START Source material

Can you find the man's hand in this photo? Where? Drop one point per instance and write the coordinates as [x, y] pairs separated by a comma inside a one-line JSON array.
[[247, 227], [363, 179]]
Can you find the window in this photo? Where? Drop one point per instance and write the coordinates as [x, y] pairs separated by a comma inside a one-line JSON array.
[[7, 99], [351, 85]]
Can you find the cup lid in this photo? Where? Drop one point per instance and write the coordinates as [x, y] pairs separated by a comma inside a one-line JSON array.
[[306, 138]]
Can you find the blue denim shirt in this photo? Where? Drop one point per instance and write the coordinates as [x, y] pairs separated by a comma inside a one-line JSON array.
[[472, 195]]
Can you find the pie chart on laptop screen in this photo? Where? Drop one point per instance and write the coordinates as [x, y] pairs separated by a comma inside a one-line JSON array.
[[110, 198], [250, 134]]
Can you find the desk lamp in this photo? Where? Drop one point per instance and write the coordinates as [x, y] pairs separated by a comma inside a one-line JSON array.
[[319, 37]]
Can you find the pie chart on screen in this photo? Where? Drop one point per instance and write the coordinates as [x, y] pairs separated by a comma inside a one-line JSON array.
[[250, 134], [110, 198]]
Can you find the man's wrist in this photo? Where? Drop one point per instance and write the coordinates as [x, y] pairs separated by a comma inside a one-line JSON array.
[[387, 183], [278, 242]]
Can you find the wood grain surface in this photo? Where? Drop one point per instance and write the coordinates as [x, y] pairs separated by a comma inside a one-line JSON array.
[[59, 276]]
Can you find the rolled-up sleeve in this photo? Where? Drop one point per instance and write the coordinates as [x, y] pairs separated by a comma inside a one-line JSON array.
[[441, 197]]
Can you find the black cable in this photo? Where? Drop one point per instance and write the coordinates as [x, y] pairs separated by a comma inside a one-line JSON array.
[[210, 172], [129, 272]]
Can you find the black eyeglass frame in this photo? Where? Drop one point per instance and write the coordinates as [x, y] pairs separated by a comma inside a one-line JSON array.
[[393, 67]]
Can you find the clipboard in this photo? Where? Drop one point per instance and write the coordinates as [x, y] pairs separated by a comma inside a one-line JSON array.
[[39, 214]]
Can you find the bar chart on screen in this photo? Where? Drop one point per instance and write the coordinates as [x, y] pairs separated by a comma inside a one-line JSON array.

END Source material

§ **Exercise details**:
Can you give everything from the line containing "Can you find the cup" down to the line containing "[[319, 37]]" again, with "Drop one point" replaced by "Place one point" and nothing else changed? Give only those lines.

§ **Reply**:
Can you find the cup lid in this photo? Where? Place one point per instance and write the coordinates as [x, y] pairs separated by a comma inside a one-line JSON array.
[[306, 138]]
Can you find the blue denim shirt in this photo? Where? Place one point per instance and write the coordinates as [x, y] pairs separated by a comma inside a one-line JSON array.
[[472, 195]]
Can you find the pie chart on laptop screen in this photo? Where? Place one point per instance and write the coordinates as [x, y] pairs separated by a comma inside a one-line JSON array.
[[110, 198], [250, 134]]
Can you find the desk lamp in this photo? Where? Place one point per instance and write the coordinates as [x, y] pairs separated by a comma inside a one-line JSON array.
[[319, 37]]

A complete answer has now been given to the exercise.